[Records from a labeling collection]
>>>>
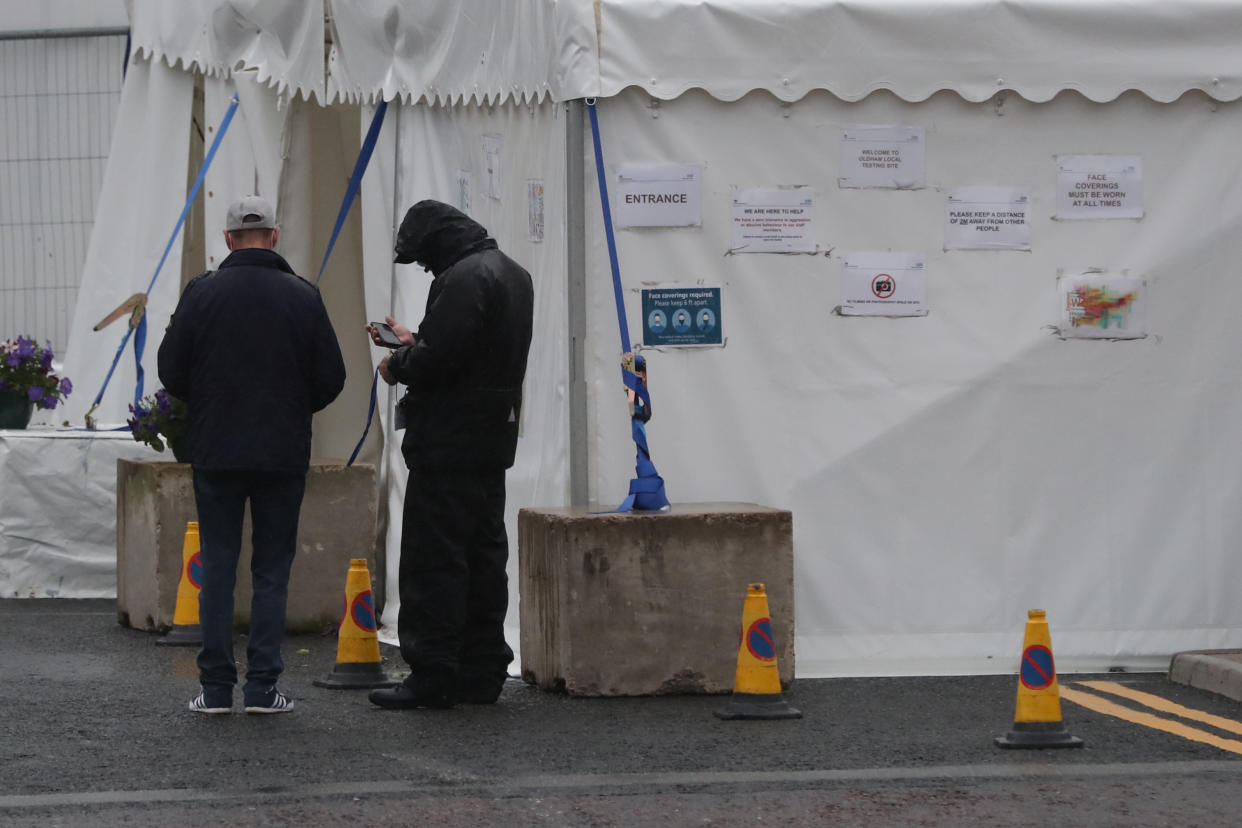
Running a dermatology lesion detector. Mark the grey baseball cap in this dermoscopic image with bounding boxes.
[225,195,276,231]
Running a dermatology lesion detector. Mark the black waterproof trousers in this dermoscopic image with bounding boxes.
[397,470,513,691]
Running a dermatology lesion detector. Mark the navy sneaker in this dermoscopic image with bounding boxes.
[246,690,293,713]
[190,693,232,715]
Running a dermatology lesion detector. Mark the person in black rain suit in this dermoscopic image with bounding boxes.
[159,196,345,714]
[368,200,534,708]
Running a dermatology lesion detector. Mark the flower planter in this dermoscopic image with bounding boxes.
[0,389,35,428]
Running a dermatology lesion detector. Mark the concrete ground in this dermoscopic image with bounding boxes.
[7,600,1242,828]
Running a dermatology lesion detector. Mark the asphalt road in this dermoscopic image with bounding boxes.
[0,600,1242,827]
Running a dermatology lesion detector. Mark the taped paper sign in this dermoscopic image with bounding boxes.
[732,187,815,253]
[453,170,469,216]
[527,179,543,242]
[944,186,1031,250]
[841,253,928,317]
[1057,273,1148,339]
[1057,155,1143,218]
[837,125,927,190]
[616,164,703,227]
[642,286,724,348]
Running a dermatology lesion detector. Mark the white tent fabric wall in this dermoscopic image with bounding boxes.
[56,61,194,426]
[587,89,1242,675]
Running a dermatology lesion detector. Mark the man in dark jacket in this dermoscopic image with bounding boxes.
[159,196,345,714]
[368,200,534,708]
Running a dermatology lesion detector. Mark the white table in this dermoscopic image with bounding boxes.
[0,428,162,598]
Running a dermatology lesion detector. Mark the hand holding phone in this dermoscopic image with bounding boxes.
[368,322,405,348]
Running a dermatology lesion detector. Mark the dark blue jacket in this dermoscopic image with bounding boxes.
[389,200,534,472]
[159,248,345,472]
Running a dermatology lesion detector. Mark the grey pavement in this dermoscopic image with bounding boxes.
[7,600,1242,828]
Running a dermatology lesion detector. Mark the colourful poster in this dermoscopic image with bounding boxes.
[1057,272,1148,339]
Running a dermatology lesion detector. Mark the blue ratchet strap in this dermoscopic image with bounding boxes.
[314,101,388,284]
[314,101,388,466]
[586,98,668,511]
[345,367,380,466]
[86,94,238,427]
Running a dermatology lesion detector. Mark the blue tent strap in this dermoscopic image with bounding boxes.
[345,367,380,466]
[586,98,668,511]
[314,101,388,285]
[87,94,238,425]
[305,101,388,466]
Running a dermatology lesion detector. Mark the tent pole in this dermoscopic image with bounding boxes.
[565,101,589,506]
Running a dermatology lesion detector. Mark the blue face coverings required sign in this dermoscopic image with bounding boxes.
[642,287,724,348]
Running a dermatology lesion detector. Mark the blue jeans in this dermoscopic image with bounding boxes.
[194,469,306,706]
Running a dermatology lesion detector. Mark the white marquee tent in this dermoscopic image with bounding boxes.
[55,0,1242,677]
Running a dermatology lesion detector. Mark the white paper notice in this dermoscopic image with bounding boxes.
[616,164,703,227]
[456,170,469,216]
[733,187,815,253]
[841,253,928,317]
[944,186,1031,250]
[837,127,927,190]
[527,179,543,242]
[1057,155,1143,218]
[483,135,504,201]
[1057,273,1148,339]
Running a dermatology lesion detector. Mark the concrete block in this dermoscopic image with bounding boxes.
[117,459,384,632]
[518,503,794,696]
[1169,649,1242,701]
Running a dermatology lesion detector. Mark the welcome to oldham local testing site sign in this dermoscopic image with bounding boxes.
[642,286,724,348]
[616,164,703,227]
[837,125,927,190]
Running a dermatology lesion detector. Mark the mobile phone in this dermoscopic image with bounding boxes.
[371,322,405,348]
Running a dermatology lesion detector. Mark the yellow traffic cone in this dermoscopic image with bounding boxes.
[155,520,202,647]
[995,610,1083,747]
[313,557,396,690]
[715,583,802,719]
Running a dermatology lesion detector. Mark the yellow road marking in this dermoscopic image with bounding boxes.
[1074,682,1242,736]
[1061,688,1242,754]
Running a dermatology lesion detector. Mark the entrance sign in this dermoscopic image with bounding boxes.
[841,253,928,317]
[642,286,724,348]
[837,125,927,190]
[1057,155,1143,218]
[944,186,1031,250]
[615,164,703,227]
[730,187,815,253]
<<<<
**Work to be completed**.
Reproduce all of the records above line for line and word for word, leaving out the pictures.

**Output below**.
Running a dermatology lesion detector. Mark the grey baseball cap in this dermoscopic image with bounding boxes.
[225,195,276,231]
Running a dermatology lesion detector. Mark the black waterproof trousers in this dermoscopic image with bounding boxes.
[397,470,513,691]
Running a dermatology lesion detector. Mark the navy sneaker in this dermoscopic image with bounding boxes.
[246,690,293,713]
[190,693,232,715]
Running a dermatology lesion detector. Mark the person in black rain suit in this dermoscopic image with bounding boxes.
[159,196,345,714]
[368,200,534,708]
Running a dermatology lesion detector. Mark the flower planter in this dermoscopic image with bounding boxes.
[0,389,35,428]
Running a dermatology lesion detector. Mark the concrete ground in this dermoscopic image with bounding boxes.
[7,600,1242,828]
Running a dermatology lesion detector. Mark the asphalt road in this dermoscopic image with bounding boxes.
[0,600,1242,827]
Running a dermatology lesion detector. Mark the taped paper sign in this dermoscopic image with bounding boxes.
[732,187,815,253]
[453,170,469,216]
[527,179,543,242]
[944,186,1031,250]
[841,253,928,317]
[1057,273,1148,339]
[1057,155,1143,218]
[837,125,927,190]
[616,164,703,227]
[642,286,724,348]
Running a dermatology lesion detector. Mark the white tent fabric wall in this dermoscopic image with bounding boxes.
[56,61,194,426]
[587,89,1242,675]
Running a dermatology lesion detector. Mark the man in dark jacket in this dermoscopic image with bounding boxes.
[159,196,345,714]
[368,200,534,708]
Running a dermatology lesion detector. Mark the white table in this dermoscopic image with bounding boxes.
[0,428,162,598]
Running a dermatology lesion detector. Mark the hand holding phone in this dermoscopic image with bounding boxes.
[368,322,405,348]
Running a dermatology lesion detector. Mark the dark blue jacket in this dermoscopic image with bounding boxes.
[389,200,534,472]
[159,248,345,472]
Running a dermatology lesion detector. Mark the grey pavement in this dermoscopic image with bounding boxes.
[7,600,1242,828]
Running a dermatology lesion detector. Mark the colourful poster in this dermoscopic image with bounding boxes.
[1057,272,1148,339]
Running a dermatology lesion detector. Mark the blue ratchet strap in this dermoscopic image with bounding boxes.
[314,101,388,284]
[314,101,388,466]
[586,98,668,511]
[345,367,380,466]
[86,94,238,427]
Running a dermatology lesion detector. Mark the blue tent strap in this dermoscopic image with bounding boxes.
[345,367,380,466]
[586,98,668,511]
[314,101,388,285]
[87,94,238,425]
[305,101,388,466]
Running a dermatology lesion detector. Mark the tent pole in this dermoscopic image with bounding boxes.
[565,101,589,506]
Running a dermatology lesion detector. Mark the blue face coverings required sign in this dermoscopic image with bounding boxes.
[642,287,724,348]
Running a dermatology lesion detector. Mark the blue jeans in this dermoscopic image with bounding boxes.
[194,469,306,706]
Running a dermatology lesion detector. Mark the white marquee tent in this dermoscopic image with bounding boxes.
[55,0,1242,677]
Running a dermatology lesion detector. Mark the white paper notice in this dermoscopic image with bounding boxes.
[616,164,703,227]
[456,170,469,216]
[733,187,815,253]
[841,253,928,317]
[944,186,1031,250]
[837,127,927,190]
[527,179,543,242]
[1057,155,1143,218]
[483,135,504,201]
[1057,273,1148,339]
Running a dermatology lesion detector. Mark the concrete block in this dermoscopic image with bounding boxes.
[117,459,384,632]
[518,503,794,696]
[1169,649,1242,701]
Running a dermatology lesion detector. Mark the welcome to oldham local testing site sign in this dermoscopic image with bounding boxes.
[642,286,724,348]
[616,164,703,227]
[837,125,927,190]
Running a dermatology lesion detector. Mark the mobile phone in this dermoscopic image with bounding boxes.
[371,322,405,348]
Running a dermatology lesion detector. Mark the yellow traffic cone in this dermoscopic image with bounding boxes.
[155,520,202,647]
[995,610,1083,747]
[313,557,396,690]
[715,583,802,719]
Running a dermatology lesion detector. Mark the yellow road marking in this dermoscopic image with bounding boxes.
[1074,682,1242,736]
[1061,688,1242,754]
Running a dermatology lesion detector. Mark the entrance sign in this dermoscopic image with bounding boxes.
[841,253,928,317]
[642,286,724,348]
[837,125,927,190]
[1057,155,1143,218]
[944,186,1031,250]
[615,164,703,227]
[730,187,815,253]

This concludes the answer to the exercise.